== YOUR ASSIGNMENT ==
Retype every entry word for word. Omit the pictures.

== EXERCISE MATERIAL ==
○ ○ ○ ○ ○ ○ ○

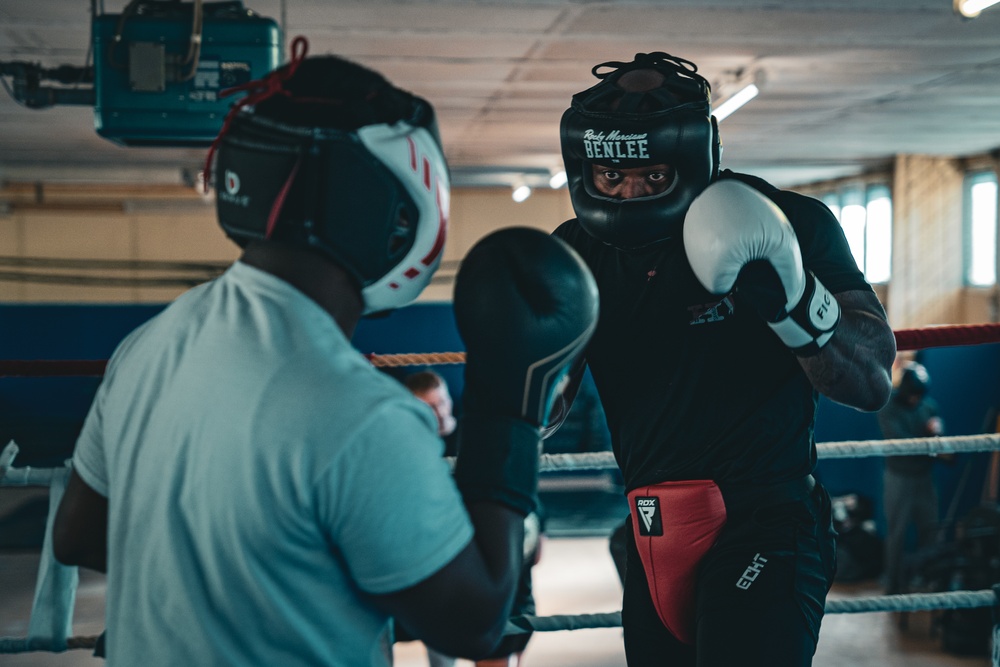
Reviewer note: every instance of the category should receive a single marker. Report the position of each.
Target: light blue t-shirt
(262, 477)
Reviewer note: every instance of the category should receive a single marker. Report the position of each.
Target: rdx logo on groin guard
(647, 509)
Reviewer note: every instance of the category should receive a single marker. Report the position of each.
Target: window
(865, 213)
(981, 228)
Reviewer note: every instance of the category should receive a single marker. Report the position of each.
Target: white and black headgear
(609, 126)
(327, 154)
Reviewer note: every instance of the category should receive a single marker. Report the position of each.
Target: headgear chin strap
(374, 199)
(671, 124)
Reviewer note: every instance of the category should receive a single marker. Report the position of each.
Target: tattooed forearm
(854, 368)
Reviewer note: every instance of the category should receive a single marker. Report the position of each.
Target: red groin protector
(675, 524)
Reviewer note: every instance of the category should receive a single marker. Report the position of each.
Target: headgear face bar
(671, 125)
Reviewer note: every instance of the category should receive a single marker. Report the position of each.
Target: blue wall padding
(44, 415)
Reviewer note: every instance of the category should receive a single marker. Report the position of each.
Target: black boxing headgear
(609, 126)
(326, 154)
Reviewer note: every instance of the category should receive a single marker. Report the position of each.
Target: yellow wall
(84, 243)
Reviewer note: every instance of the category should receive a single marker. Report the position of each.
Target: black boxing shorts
(675, 524)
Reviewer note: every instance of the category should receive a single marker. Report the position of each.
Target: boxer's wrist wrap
(811, 323)
(498, 461)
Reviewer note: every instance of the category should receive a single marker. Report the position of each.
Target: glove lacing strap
(811, 323)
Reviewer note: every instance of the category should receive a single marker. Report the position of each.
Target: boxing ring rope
(50, 626)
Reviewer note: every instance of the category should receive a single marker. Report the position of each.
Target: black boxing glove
(526, 306)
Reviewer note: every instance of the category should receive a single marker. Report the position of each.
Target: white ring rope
(27, 476)
(825, 450)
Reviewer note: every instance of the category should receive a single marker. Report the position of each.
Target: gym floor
(575, 575)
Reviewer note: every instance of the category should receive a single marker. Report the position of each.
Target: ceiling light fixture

○ ○ ○ ○ ○ ○ ○

== WRITTEN RESPONSE ==
Reviewer note: every instance of the category should receive a single marker. Report the position of each.
Target: light blue t-shirt
(262, 477)
Reviewer note: every instance of the category should receive a single marker. Report the position of each.
Target: rdx logo on groin guard
(647, 509)
Reviewer note: every instance of the category should receive a single marker. Report the position of each.
Target: window
(865, 213)
(981, 228)
Reviewer note: every instance of the category should receive a single marker. Report the position of each.
Target: white and black headgear
(609, 126)
(327, 154)
Reviewer note: every instance of the category should receive a single marker. Report the position of each.
Target: headgear chin strap
(374, 199)
(671, 124)
Reviewer note: every instance of the category should receive a single marker. Report the position of each.
Target: tattooed forearm
(854, 368)
Reviewer note: every instance of the category should receive a single marker. Report the position of each.
Target: red groin protector
(675, 524)
Reviewer note: every instance of the category should receive a single marker. Report the position of each.
Target: headgear face bar
(671, 125)
Reviewer note: every instance of the category should receive a single marker. Report the position of each.
Target: blue wall padding
(44, 415)
Reviewer note: every instance of the category should receive a single marker. Report the position of each.
Target: black boxing headgear
(609, 126)
(326, 154)
Reviewer note: every instance of the category should receive a single marker. Report the position of each.
Target: yellow wall
(84, 243)
Reviewer note: every instance of the category should receive a single marker. Report the position of each.
Target: black boxing shorts
(675, 524)
Reviewer note: every instance of the category should receive a single marker. Report the position of each.
Target: boxer's wrist wrap
(811, 323)
(498, 461)
Reviewer note: every instance of the category should receive a single marker. Report the position of each.
Target: glove lacing strap
(811, 323)
Reviewer note: every instance of the category should receive a single marker. Report the position of each.
Target: boxing ring rope
(50, 626)
Reviewer note: every instance of the category should receive a single marker. Report the position of each.
Target: black boxing glove
(526, 306)
Reviewer note: every instance of the category should receive a single marker. Report the position of each.
Target: white ring rope
(27, 476)
(825, 450)
Reviewer note: every instance of the category should receive a single marker. Report the position of each.
Target: gym floor
(575, 575)
Reviewer note: every instance of the category should receive a single marker. Report the position of each.
Target: ceiling light fixture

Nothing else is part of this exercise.